(Text segment begins)
Benson's take on atheism has a distinctly feminist bent. She'll be in Vancouver at the University of British Columbia Friday, Jan. 28, 7:00 p.m., to give a lecture based on her 2009 book Does God Hate Women? Along with co-author Jeremy Stangroom, she explores how the major monotheist religions -- Christianity, Judaism, Islam and Hinduism -- subjugate women. The lecture is sponsored by the Centre for Inquiry, a non-profit group that promotes rational thinking about religion, quackery and pseudo-science. They run the atheist bus ad campaign with the poster, "There's probably no god. Now stop worrying and enjoy your life."
Why would God favour men?
Benson's explanation for why the deity is inclined to diss us is deceptively simple: "Because 2,000 to 3,000 years ago these religions were created by men. They conceived of god as a man. They arranged it to suit what men thought was best for themselves at the time."
And with that came all the cultural and social baggage of the era, including misogyny. Eventually it became institutionalized, as the men running these religions began to argue that the holy scriptures written by their ancestors were the literal word of God. In the contemporary world, men now get away with everything from denying women education to murdering them by claiming it's the will of a higher power.
Her book, which details some of the horrific things done to women in the name of faith -- acid in the face for immodest dress, murder for the crime of being raped -- makes a good case for why women ought to be the leading voices on atheism. Although she notes that within the world of university women's studies programs, there is a split between those who agree with Benson's views and those who embrace the abuse of women out of some misguided notions of cultural sensitivity.
When researching, she was surprised to discover a sizeable number of so-called cultural theorists were defending the practice of female genital mutilation.
(Text segment ends)
(Data to examine begins)
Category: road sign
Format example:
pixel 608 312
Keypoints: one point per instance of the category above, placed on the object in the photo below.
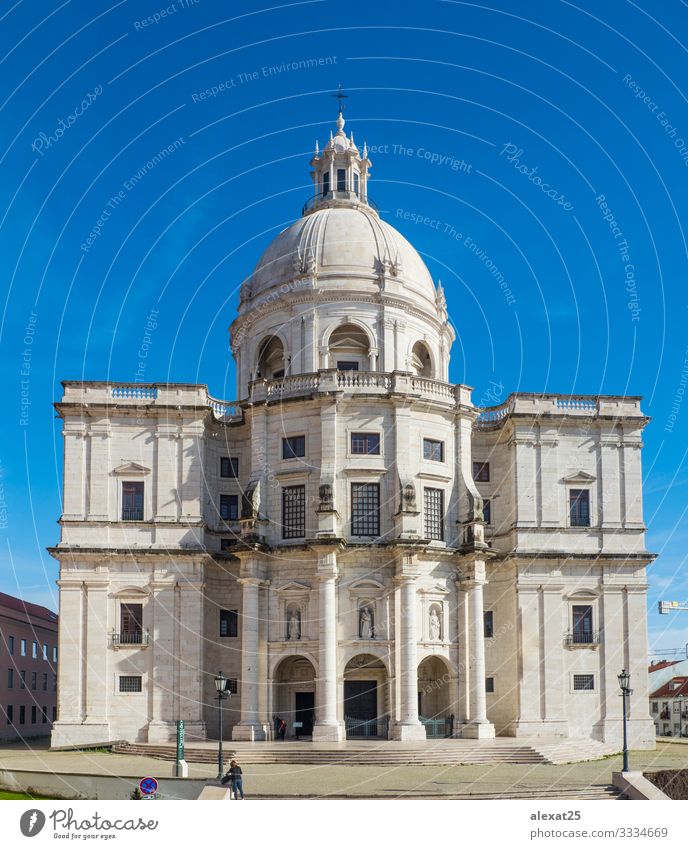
pixel 148 786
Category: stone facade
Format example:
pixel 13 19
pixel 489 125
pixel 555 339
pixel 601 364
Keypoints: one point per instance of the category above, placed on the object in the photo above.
pixel 355 544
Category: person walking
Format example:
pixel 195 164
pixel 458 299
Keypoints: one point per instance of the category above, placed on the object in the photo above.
pixel 236 779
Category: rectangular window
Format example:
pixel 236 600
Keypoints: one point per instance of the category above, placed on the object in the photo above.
pixel 583 682
pixel 433 449
pixel 365 509
pixel 481 471
pixel 293 512
pixel 582 623
pixel 229 467
pixel 229 507
pixel 132 501
pixel 365 443
pixel 130 684
pixel 579 508
pixel 433 506
pixel 131 622
pixel 293 446
pixel 229 623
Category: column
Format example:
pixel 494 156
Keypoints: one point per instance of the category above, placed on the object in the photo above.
pixel 99 472
pixel 249 728
pixel 67 730
pixel 98 683
pixel 552 661
pixel 328 728
pixel 408 726
pixel 478 726
pixel 75 473
pixel 163 625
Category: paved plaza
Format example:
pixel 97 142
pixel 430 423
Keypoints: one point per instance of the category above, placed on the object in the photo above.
pixel 307 781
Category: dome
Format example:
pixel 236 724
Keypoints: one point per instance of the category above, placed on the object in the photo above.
pixel 342 246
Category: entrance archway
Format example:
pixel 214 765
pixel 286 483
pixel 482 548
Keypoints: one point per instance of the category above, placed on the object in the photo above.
pixel 435 707
pixel 366 712
pixel 294 695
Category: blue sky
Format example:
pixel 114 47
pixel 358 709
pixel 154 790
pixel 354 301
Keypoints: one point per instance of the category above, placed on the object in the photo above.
pixel 472 110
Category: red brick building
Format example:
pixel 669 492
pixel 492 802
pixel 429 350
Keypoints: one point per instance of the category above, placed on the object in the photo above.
pixel 28 669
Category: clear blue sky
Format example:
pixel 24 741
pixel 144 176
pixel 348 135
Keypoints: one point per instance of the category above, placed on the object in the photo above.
pixel 495 101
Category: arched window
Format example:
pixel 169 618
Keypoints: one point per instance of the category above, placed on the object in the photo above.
pixel 349 348
pixel 271 358
pixel 421 364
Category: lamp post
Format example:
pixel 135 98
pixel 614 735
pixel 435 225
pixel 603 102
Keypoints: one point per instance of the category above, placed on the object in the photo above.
pixel 680 699
pixel 624 681
pixel 221 687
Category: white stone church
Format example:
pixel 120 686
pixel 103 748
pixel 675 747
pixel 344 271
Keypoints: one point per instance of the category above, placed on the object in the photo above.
pixel 361 550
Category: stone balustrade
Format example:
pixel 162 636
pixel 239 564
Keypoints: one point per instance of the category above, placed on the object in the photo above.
pixel 534 404
pixel 327 381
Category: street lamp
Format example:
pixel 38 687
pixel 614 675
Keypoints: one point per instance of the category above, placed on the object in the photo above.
pixel 221 684
pixel 624 681
pixel 680 699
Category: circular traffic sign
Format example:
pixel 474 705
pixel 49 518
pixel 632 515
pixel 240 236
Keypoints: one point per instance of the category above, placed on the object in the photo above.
pixel 148 786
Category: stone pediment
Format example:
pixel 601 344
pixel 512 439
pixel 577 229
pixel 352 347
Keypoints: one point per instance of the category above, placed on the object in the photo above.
pixel 579 477
pixel 293 587
pixel 131 469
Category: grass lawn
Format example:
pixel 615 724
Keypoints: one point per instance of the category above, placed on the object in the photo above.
pixel 5 795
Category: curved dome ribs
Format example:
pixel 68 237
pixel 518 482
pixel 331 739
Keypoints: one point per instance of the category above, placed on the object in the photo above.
pixel 340 289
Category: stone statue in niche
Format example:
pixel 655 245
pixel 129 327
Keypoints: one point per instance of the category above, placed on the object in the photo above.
pixel 365 626
pixel 326 497
pixel 408 496
pixel 435 625
pixel 294 625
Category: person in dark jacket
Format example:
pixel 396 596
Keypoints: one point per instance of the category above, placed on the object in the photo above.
pixel 236 779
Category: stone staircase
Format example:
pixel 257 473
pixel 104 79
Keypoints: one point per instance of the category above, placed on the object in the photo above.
pixel 382 753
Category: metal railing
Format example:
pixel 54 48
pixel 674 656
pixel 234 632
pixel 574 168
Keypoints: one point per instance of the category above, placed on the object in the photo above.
pixel 366 728
pixel 438 727
pixel 130 638
pixel 132 514
pixel 578 637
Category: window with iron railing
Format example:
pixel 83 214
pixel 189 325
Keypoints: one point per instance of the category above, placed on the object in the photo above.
pixel 132 501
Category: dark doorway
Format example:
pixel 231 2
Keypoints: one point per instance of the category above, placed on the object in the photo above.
pixel 304 711
pixel 360 699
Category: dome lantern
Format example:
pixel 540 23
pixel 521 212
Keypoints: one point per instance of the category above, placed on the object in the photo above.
pixel 340 174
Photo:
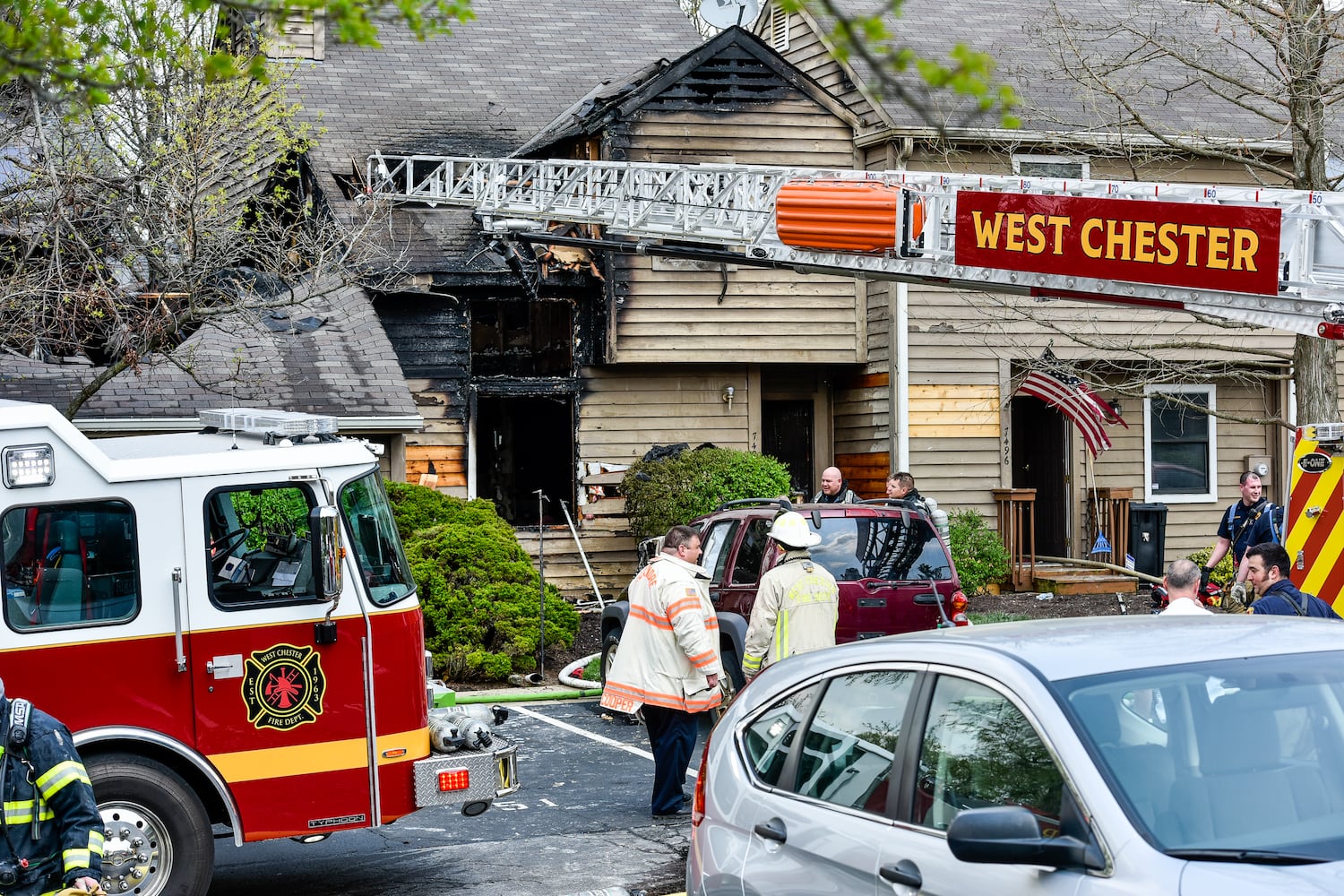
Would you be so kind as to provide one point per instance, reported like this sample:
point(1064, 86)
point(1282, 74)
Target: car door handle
point(773, 829)
point(905, 872)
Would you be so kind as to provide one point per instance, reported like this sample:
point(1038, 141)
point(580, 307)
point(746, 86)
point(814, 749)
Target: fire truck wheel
point(159, 841)
point(609, 648)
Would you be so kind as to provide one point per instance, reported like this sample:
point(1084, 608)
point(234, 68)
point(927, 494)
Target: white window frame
point(1211, 392)
point(1083, 166)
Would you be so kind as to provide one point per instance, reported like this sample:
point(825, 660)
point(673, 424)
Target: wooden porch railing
point(1107, 513)
point(1018, 530)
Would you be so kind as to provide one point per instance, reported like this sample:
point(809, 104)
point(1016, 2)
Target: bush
point(674, 490)
point(478, 587)
point(978, 551)
point(1222, 573)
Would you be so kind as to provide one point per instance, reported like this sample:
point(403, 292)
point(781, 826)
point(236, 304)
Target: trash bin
point(1148, 536)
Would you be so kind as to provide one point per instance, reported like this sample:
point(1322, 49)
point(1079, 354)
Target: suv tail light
point(698, 799)
point(959, 608)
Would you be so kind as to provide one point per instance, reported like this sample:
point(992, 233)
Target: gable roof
point(1030, 40)
point(481, 91)
point(328, 355)
point(613, 101)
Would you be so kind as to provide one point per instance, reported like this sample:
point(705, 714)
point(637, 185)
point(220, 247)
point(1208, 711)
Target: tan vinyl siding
point(298, 37)
point(809, 54)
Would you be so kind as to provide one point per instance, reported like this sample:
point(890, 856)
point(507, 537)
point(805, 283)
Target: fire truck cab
point(228, 624)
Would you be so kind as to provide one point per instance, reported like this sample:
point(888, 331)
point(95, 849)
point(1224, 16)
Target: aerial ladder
point(1265, 257)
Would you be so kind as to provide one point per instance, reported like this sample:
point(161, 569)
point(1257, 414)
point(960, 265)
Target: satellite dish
point(725, 13)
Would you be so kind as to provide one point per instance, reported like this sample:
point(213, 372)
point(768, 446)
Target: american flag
point(1054, 384)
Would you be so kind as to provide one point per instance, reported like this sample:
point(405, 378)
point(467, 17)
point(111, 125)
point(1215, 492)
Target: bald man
point(833, 487)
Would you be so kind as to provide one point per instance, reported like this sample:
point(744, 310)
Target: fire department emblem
point(282, 686)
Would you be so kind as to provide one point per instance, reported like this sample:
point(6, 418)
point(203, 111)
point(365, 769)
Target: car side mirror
point(1011, 836)
point(324, 527)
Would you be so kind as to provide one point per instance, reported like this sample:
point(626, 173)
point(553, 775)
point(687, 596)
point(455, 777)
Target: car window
point(897, 548)
point(849, 751)
point(257, 546)
point(978, 751)
point(746, 567)
point(70, 564)
point(768, 740)
point(715, 544)
point(1234, 754)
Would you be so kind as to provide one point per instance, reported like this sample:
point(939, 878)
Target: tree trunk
point(1316, 379)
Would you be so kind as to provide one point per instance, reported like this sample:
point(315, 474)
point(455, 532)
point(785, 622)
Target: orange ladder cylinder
point(841, 215)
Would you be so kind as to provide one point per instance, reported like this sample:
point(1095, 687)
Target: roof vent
point(249, 419)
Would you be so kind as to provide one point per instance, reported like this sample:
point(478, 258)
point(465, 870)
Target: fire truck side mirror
point(324, 522)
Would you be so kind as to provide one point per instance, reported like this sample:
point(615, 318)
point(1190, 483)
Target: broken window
point(521, 339)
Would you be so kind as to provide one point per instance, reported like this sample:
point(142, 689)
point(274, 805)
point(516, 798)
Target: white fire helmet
point(792, 530)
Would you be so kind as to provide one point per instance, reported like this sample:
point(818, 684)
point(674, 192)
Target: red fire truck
point(228, 624)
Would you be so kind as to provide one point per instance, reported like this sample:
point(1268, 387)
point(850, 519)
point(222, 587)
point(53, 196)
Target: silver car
point(1085, 756)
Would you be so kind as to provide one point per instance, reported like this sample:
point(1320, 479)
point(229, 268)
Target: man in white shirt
point(1182, 584)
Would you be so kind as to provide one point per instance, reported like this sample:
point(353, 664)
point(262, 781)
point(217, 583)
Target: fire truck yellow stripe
point(1303, 528)
point(306, 759)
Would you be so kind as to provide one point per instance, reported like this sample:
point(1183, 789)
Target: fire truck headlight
point(29, 465)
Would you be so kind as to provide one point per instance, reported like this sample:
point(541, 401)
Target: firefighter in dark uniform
point(51, 825)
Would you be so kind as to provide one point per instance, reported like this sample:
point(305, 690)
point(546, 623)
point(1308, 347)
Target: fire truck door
point(280, 705)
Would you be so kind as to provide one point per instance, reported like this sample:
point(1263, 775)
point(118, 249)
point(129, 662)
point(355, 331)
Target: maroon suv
point(892, 568)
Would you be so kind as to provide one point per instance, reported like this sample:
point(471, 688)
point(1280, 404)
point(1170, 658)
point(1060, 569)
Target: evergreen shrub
point(478, 587)
point(674, 490)
point(978, 551)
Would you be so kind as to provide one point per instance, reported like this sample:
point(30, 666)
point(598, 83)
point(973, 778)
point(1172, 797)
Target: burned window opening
point(521, 339)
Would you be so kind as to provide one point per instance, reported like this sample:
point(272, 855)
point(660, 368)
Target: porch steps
point(610, 554)
point(1061, 578)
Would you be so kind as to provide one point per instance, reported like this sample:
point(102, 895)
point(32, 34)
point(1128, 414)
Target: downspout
point(900, 325)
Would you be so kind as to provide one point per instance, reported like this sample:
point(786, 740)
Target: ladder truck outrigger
point(1263, 257)
point(226, 622)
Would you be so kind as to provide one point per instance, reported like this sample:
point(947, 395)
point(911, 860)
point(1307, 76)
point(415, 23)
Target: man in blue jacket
point(1266, 570)
point(53, 831)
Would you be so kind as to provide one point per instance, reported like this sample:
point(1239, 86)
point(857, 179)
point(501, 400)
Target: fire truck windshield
point(378, 549)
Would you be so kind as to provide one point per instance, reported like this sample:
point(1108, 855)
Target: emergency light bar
point(245, 419)
point(29, 465)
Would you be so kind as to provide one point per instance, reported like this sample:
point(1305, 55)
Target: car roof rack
point(784, 504)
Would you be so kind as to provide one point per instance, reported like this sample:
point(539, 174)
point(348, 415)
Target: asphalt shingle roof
point(1045, 48)
point(344, 367)
point(486, 90)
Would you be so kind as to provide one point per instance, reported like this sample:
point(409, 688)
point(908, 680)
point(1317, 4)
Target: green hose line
point(486, 696)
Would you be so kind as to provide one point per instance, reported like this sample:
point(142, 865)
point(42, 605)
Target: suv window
point(746, 567)
point(895, 548)
point(715, 544)
point(70, 564)
point(978, 751)
point(769, 739)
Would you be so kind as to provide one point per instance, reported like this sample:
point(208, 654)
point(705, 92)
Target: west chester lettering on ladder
point(1206, 246)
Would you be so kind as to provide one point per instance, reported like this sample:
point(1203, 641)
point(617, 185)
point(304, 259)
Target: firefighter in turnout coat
point(51, 823)
point(668, 661)
point(797, 602)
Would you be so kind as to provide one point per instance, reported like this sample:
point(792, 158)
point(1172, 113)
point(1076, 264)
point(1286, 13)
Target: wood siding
point(694, 314)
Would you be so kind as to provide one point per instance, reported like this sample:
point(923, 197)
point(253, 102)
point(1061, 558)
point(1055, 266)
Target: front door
point(524, 445)
point(281, 716)
point(787, 435)
point(1038, 462)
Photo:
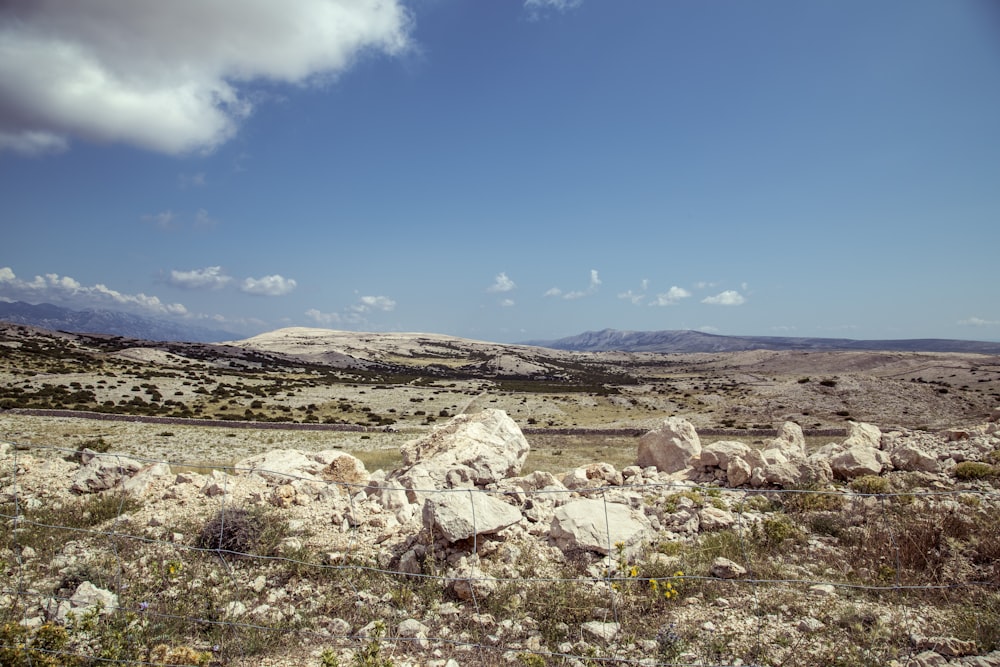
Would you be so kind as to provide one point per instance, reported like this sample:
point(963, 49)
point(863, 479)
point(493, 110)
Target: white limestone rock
point(470, 449)
point(860, 434)
point(854, 462)
point(101, 472)
point(596, 525)
point(672, 447)
point(458, 515)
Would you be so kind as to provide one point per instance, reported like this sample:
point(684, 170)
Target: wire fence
point(230, 566)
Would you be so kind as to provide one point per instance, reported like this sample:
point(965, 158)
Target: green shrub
point(43, 646)
point(871, 484)
point(969, 470)
point(242, 532)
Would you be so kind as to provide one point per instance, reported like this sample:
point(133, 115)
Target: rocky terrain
point(505, 524)
point(877, 549)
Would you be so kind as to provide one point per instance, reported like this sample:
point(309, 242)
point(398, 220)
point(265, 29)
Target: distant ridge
point(115, 323)
point(678, 341)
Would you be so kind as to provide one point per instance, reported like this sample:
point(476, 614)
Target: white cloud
point(501, 284)
point(353, 315)
point(203, 220)
point(595, 282)
point(32, 142)
point(211, 277)
point(671, 297)
point(163, 219)
point(268, 285)
point(171, 76)
point(636, 299)
point(186, 181)
point(538, 8)
point(977, 322)
point(326, 319)
point(67, 291)
point(726, 298)
point(368, 303)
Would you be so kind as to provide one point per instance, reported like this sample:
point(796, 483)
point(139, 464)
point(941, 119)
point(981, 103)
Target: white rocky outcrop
point(468, 451)
point(597, 525)
point(101, 472)
point(856, 462)
point(286, 466)
point(672, 447)
point(860, 434)
point(460, 515)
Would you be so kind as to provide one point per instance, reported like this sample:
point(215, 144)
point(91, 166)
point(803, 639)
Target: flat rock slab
point(596, 525)
point(459, 515)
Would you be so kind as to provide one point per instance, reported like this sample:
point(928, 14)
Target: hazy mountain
point(697, 341)
point(48, 316)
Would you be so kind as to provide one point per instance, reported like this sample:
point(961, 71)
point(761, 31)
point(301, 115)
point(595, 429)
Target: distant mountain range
point(697, 341)
point(115, 323)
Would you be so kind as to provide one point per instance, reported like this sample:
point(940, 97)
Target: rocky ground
point(879, 548)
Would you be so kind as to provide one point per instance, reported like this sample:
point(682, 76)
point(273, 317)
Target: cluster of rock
point(460, 497)
point(783, 462)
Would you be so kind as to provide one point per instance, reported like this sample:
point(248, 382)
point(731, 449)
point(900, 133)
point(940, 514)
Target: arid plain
point(391, 387)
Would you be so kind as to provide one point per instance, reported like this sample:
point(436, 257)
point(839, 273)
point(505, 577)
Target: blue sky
point(508, 170)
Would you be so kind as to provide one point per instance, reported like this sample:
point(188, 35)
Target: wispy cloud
point(203, 220)
point(275, 285)
point(368, 303)
point(726, 298)
point(162, 220)
point(636, 297)
point(67, 291)
point(197, 180)
point(62, 77)
point(353, 315)
point(595, 282)
point(502, 283)
point(671, 297)
point(211, 277)
point(629, 295)
point(326, 319)
point(978, 322)
point(537, 9)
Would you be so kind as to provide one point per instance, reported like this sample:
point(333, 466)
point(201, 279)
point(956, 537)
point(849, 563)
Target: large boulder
point(100, 472)
point(596, 525)
point(856, 462)
point(460, 515)
point(671, 448)
point(790, 441)
point(469, 450)
point(914, 459)
point(287, 466)
point(720, 453)
point(860, 434)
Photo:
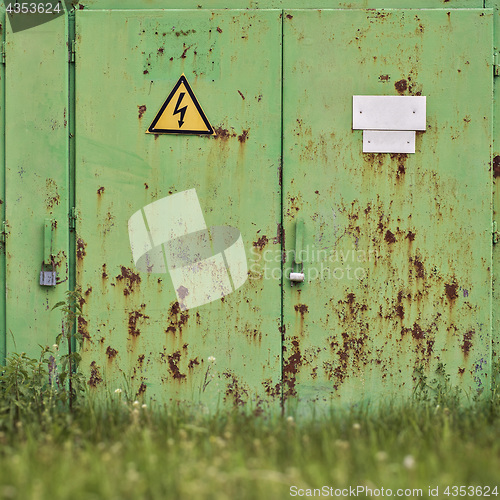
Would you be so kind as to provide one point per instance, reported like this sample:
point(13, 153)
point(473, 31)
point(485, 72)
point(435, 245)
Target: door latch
point(298, 277)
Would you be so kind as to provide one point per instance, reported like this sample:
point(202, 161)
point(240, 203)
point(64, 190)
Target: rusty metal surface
point(399, 263)
point(36, 179)
point(133, 324)
point(279, 4)
point(495, 168)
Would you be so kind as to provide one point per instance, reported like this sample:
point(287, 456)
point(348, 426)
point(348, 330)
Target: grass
point(125, 451)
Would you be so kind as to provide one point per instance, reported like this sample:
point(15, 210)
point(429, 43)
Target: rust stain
point(416, 332)
point(192, 363)
point(111, 353)
point(82, 327)
point(467, 342)
point(177, 318)
point(95, 376)
point(389, 237)
point(419, 267)
point(273, 391)
point(133, 317)
point(223, 133)
point(261, 242)
point(173, 361)
point(183, 55)
point(451, 291)
point(235, 390)
point(301, 308)
point(290, 369)
point(401, 86)
point(130, 278)
point(244, 136)
point(400, 312)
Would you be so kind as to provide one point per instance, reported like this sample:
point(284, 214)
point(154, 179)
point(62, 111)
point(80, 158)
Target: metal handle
point(298, 277)
point(47, 242)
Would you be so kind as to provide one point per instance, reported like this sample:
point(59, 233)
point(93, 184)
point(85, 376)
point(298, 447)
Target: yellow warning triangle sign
point(181, 113)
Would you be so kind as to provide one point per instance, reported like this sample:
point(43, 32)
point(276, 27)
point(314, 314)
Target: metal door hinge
point(72, 219)
point(496, 234)
point(72, 51)
point(4, 232)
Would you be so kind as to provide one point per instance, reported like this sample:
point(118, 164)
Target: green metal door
point(36, 182)
point(127, 63)
point(396, 247)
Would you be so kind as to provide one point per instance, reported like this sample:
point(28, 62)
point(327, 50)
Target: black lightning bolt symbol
point(182, 111)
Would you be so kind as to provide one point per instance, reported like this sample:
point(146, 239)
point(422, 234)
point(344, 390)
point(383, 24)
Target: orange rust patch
point(261, 242)
point(235, 390)
point(142, 389)
point(401, 86)
point(301, 308)
point(223, 134)
point(244, 136)
point(419, 267)
point(130, 279)
point(95, 376)
point(132, 322)
point(177, 318)
point(142, 109)
point(389, 237)
point(451, 291)
point(173, 361)
point(111, 353)
point(82, 327)
point(192, 363)
point(291, 368)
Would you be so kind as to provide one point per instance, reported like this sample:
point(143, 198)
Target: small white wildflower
point(409, 462)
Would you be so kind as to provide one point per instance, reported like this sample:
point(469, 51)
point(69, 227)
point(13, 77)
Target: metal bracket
point(72, 219)
point(72, 52)
point(4, 232)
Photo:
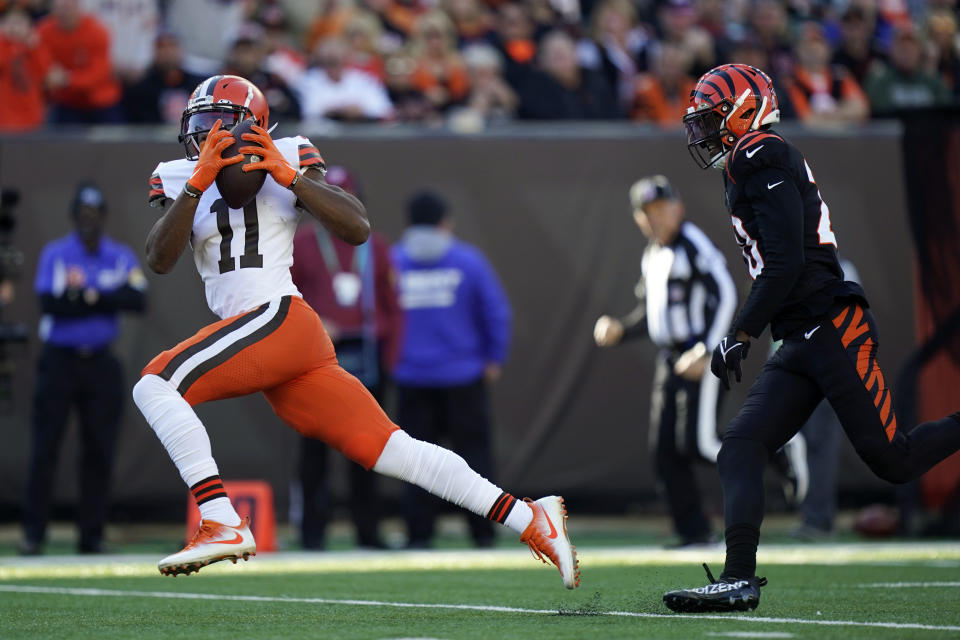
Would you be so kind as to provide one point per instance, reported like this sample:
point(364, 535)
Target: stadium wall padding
point(551, 213)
(Data to examine ends)
## Work task 1:
Copy the article on Benson's lecture word for word, everything from "Benson's explanation for" down to "a higher power.".
## Work task 2:
Answer these questions using the article on Benson's lecture:
(a) On what day and at what time is Benson's lecture at the University of British Columbia?
(b) Who co-wrote Does God Hate Women? with Benson?
(c) What practice did Benson find some so-called cultural theorists defending?
## Work task 3:
Continue the article on Benson and her book Does God Hate Women? from the point where it stops.

## Your response 1:
Benson's explanation for why the deity is inclined to diss us is deceptively simple: "Because 2,000 to 3,000 years ago these religions were created by men. They conceived of god as a man. They arranged it to suit what men thought was best for themselves at the time."
And with that came all the cultural and social baggage of the era, including misogyny. Eventually it became institutionalized, as the men running these religions began to argue that the holy scriptures written by their ancestors were the literal word of God. In the contemporary world, men now get away with everything from denying women education to murdering them by claiming it's the will of a higher power.

## Your response 2:
(a) Friday, Jan. 28, at 7:00 p.m.
(b) Jeremy Stangroom
(c) Female genital mutilation

## Your response 3:
Against fundamentalism
Benson, an American who lives in Seattle, said that she has watched the growth of dangerous fundamentalist religions with alarm, which is what inspired her blog. She points out that no sector of the globe is immune. In the U.S., Christians are making direct attacks on women by resurrecting anti-abortion laws, or failing that, shooting doctors. Much of the Middle East is under the thumbs of clerics. The famously liberal and secular Europeans can't be too complacent, as waves of immigrants bring repressive faiths with them. And for smug Canadian interviewers, she notes that even in Canada, where we cherish the notion that our Charter of Rights lifts us above the fray, Muslims (backed by Jewish and Christian groups) attempted to give Sharia law power in Ontario in 2005.
"When I was growing up [in New Jersey], it wasn't done to talk about religion -- it was considered excessive. You maybe went to church on Sunday," Benson recalls. "Now people will come up and ask which church you attend."
As noisy rhetoric from the god squad escalated and religious debates began replacing political discourse, she noticed a growing number of attacks on women in the name of religion. She points to the Bishop of Phoenix stripping St. Joseph's Hospital in Phoenix Arizona of its Catholic designation in December, preventing the hospital saying mass in its chapel because doctors performed an abortion to save a mother's life.
"The Bishop is saying he wants this woman dead," Benson says. "Both she and the foetus would have died if the doctors did nothing. He wanted them to do nothing."
But logic is rarely welcome in the chapels of religion, so Benson suffers a fair number of attacks online for her views. She's described by her critics as "shrill, strident, unreasonable, unnuanced and unfair," but in conversation she is quite the opposite. She has an even, measured tone and a ready sense of humour, although she is firm and unrelenting in her views.
Benson had a running debate in The Guardian newspaper, where she often writes, with columnist Madeleine Bunting who objected to Benson's blunt prose.
Benson also suffers attacks for her views on Islam, especially as the religion has grown more aggressive at pushing its edicts internationally. Since 1990, Iran and other Islamic countries have been pushing the Cairo Declaration of Human Rights in Islam as an alternative to the UN's Universal Declaration of Human Rights, which they argue fails to defer to their religion and culture.
Benson notes wryly, that when it comes to human rights abuses, deferring to the Islamic faith is often the problem.
"But if you criticize the system of ideas in Islam, people will call you an Islam-o-phobe -- and it is deliberately deceptive," Benson says, explaining that religion defenders often make accusations of racism. "You don't want to encourage xenophobia, but that doesn't mean you back off from pointing out the illiberal aspects of Islam."
Community without religion
In a variation of that old hate-the-sin-not-the-sinner line, Benson comments that while there are "plenty of wonderful people who follow Islam, Islam is not wonderful." She adds that frequently the faithful have no choice in their religion. In countries like Iran, Pakistan and Afghanistan, they are subject to the whims of a dictatorship of clerics.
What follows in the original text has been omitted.